● Prompt
Begin with the line containing "floor in the photo above." and copy each line exactly through the last line of the entries, inclusive.

● Data records
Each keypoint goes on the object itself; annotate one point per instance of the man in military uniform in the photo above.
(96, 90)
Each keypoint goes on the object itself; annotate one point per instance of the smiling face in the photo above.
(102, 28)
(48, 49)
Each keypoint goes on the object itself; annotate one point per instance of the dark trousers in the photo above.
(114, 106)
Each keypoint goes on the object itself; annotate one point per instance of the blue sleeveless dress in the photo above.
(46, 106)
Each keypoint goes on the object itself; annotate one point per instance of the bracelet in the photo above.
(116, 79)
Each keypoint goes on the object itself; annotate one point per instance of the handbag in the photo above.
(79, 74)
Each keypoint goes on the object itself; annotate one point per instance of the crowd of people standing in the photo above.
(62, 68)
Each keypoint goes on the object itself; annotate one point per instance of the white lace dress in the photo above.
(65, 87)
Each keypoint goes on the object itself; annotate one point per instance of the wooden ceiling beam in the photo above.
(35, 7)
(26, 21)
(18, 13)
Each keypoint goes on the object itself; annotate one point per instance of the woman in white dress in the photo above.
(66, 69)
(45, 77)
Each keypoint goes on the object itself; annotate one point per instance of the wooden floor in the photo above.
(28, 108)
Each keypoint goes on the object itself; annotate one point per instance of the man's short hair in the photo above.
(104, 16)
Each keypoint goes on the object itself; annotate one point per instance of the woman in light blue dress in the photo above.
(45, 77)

● Expected answer
Each keypoint goes on the object itself; annotate one point per instance of the wooden floor in the photo above.
(28, 108)
Each keypoint goes on the object itself; annotate one point per instance of the man's short hair in the photo above.
(104, 16)
Each keypoint goes on the object itself; annotate one point per instance of the woman in light blue dress in the photo above.
(45, 77)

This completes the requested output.